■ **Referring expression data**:
┄┄┄┄┄┄
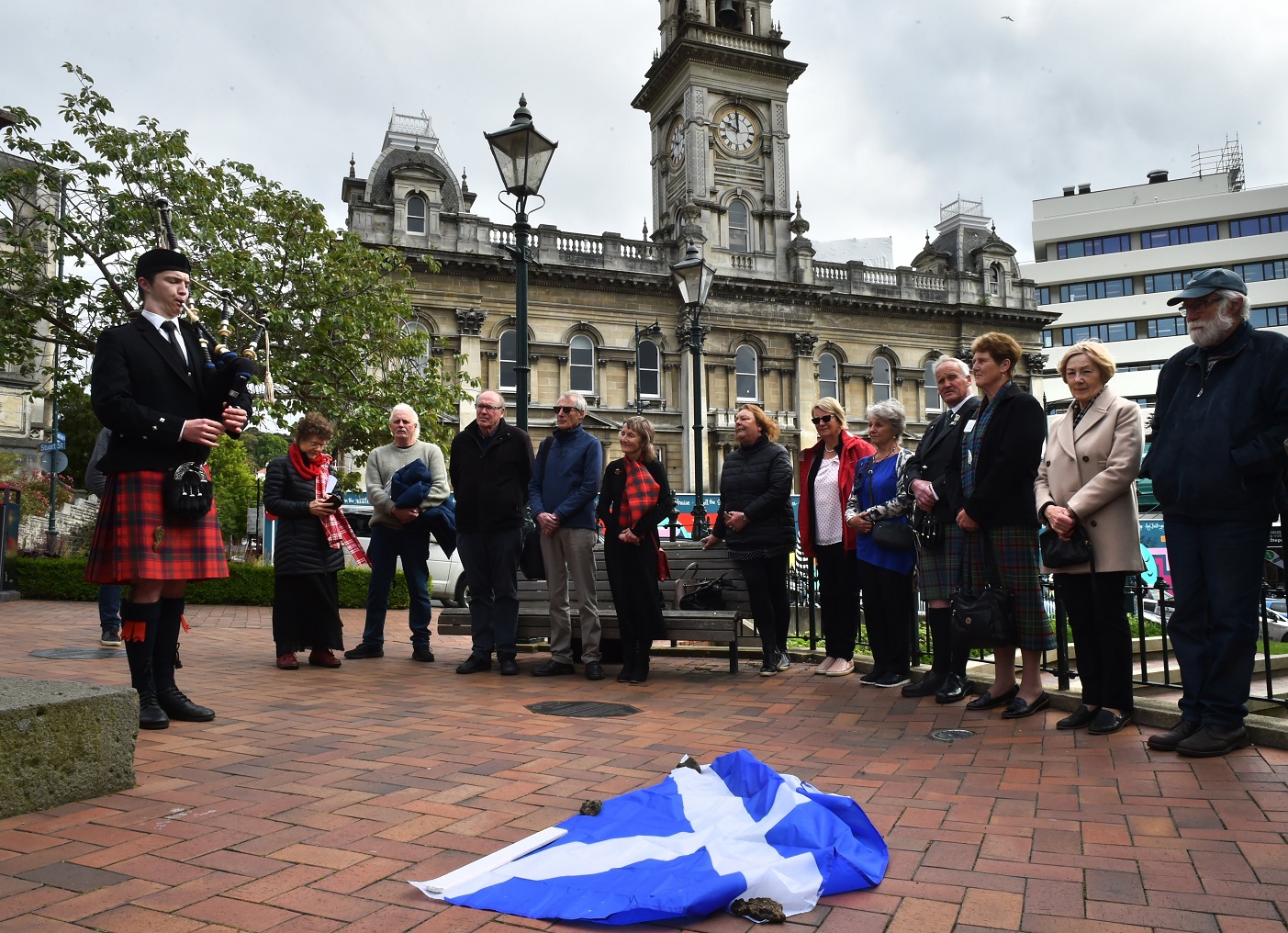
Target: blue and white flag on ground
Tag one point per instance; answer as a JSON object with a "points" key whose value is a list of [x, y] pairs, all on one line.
{"points": [[686, 847]]}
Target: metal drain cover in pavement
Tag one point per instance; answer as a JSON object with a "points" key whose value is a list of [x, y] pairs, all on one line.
{"points": [[582, 710], [951, 735], [64, 654]]}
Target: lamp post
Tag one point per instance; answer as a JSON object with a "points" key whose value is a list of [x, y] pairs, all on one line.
{"points": [[651, 330], [521, 156], [693, 277]]}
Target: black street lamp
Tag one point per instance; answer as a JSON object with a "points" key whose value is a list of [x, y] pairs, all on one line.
{"points": [[521, 156], [693, 277], [651, 330]]}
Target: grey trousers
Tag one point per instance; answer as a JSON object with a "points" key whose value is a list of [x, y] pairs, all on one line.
{"points": [[571, 552]]}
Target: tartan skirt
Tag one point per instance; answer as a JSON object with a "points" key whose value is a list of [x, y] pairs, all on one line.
{"points": [[1015, 552], [936, 568], [136, 540]]}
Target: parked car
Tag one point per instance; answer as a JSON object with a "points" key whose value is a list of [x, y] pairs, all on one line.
{"points": [[447, 576]]}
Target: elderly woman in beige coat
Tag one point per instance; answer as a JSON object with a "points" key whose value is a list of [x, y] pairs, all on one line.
{"points": [[1089, 477]]}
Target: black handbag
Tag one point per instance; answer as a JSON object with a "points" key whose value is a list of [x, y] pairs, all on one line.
{"points": [[187, 492], [983, 617], [1058, 553]]}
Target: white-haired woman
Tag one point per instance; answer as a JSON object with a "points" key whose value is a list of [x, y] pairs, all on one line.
{"points": [[881, 494]]}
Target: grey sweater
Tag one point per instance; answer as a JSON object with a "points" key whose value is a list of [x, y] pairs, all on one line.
{"points": [[381, 466]]}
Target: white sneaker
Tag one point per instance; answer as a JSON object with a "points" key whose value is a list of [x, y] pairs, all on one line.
{"points": [[841, 668]]}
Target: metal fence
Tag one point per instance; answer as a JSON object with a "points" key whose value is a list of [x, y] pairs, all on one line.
{"points": [[1150, 607]]}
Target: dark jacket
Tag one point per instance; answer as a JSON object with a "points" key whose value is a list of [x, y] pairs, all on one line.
{"points": [[1220, 422], [140, 390], [566, 476], [939, 459], [610, 499], [300, 545], [1009, 462], [489, 479], [757, 481]]}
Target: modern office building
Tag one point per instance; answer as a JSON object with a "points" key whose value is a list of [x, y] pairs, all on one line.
{"points": [[1108, 261]]}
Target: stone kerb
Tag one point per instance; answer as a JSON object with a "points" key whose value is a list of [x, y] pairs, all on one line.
{"points": [[63, 741]]}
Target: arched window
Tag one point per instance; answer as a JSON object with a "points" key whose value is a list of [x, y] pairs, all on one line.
{"points": [[828, 386], [581, 357], [747, 374], [740, 227], [649, 370], [415, 214], [933, 401], [879, 379], [418, 329], [509, 354]]}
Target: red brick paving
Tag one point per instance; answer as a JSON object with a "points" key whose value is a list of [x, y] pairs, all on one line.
{"points": [[312, 798]]}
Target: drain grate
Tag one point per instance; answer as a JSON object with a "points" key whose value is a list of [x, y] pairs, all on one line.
{"points": [[582, 710], [951, 735], [64, 654]]}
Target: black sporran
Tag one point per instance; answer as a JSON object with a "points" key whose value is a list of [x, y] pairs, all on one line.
{"points": [[187, 492]]}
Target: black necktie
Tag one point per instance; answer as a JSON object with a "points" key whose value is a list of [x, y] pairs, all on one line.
{"points": [[172, 332]]}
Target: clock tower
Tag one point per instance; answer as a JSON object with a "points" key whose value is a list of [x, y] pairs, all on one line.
{"points": [[716, 96]]}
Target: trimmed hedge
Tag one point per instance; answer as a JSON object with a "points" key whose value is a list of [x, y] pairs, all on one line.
{"points": [[63, 578]]}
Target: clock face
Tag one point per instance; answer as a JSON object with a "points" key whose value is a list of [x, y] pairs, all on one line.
{"points": [[737, 130]]}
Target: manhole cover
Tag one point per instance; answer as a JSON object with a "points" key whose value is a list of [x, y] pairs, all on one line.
{"points": [[582, 710], [951, 735], [64, 654]]}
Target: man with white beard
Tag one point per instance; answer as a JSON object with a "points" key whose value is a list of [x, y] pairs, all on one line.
{"points": [[1216, 459]]}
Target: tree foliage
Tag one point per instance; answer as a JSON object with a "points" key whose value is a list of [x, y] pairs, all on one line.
{"points": [[335, 309]]}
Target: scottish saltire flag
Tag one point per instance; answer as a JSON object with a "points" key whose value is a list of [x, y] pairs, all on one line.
{"points": [[686, 847]]}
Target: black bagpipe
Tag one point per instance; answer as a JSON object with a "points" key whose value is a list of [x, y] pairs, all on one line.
{"points": [[230, 370]]}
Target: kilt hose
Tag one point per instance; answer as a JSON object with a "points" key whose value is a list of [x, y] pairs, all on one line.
{"points": [[1015, 552], [136, 540]]}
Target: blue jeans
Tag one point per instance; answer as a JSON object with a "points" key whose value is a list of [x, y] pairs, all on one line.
{"points": [[109, 606], [386, 545], [491, 562], [1216, 575]]}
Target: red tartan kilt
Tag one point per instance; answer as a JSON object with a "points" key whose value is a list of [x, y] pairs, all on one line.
{"points": [[125, 539]]}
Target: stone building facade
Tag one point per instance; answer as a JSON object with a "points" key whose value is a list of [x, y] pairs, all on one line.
{"points": [[785, 329]]}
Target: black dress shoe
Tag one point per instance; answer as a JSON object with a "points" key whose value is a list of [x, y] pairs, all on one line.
{"points": [[1019, 709], [987, 702], [955, 690], [926, 686], [1080, 719], [475, 664], [178, 706], [1167, 741], [554, 668], [1211, 741], [1106, 722]]}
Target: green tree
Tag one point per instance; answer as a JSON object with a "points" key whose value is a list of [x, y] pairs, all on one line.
{"points": [[235, 486], [335, 309]]}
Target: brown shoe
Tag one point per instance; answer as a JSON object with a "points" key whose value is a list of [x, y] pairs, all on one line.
{"points": [[322, 658]]}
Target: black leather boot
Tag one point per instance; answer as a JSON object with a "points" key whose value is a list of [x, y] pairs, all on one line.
{"points": [[140, 625], [165, 658]]}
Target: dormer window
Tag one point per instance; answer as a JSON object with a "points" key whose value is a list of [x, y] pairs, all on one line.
{"points": [[416, 214]]}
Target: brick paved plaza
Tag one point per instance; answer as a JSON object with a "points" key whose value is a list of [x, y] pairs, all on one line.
{"points": [[316, 792]]}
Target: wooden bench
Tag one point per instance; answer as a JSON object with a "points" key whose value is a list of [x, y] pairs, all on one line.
{"points": [[719, 626]]}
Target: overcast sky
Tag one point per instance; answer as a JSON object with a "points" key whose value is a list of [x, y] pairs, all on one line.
{"points": [[904, 106]]}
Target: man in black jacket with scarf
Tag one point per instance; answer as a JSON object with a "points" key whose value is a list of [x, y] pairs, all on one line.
{"points": [[489, 469]]}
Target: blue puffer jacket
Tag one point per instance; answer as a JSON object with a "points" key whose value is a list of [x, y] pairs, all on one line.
{"points": [[566, 477], [1220, 422]]}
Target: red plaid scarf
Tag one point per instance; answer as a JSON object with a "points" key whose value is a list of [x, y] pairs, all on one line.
┄┄┄┄┄┄
■ **WHAT TO WORK ON**: Look through the entries and return each line that has the word "scarf" in it.

■ **OUTPUT BELOW**:
Target: man in black jacket with scarf
Target: red plaid scarf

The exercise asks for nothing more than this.